╔══
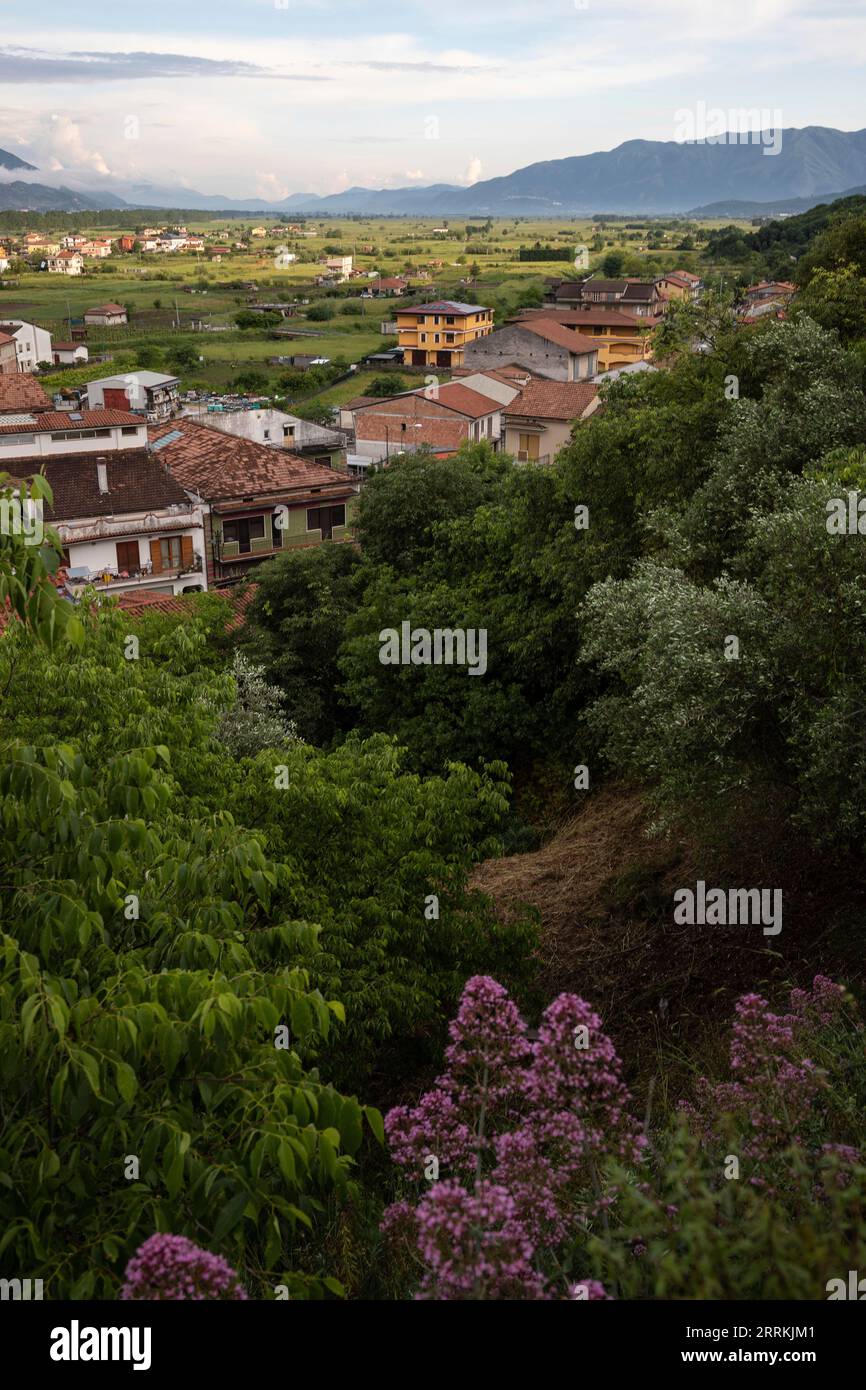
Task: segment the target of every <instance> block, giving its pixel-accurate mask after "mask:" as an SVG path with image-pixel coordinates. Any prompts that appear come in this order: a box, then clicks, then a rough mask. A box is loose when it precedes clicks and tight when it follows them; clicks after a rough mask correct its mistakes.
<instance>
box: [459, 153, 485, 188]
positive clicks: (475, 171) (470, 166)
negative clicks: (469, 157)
╚══
--- Task to carry out ---
Reproduce every row above verbatim, leaving out the pictures.

--- Written answer ---
Task: segment the target of every <instance> block, giving its pixel-accurate mask after "mask:" as an SVG path with image-pixel coordinates. Any prompts that appear come in this order: a box, then clicks, then a rough mask. A box is loose when it precedes clicks and tight when it follows them; clicks after a rough mask correct its mistakes.
<instance>
box: [459, 153, 485, 188]
positive clicks: (475, 171) (470, 166)
negative clicks: (469, 157)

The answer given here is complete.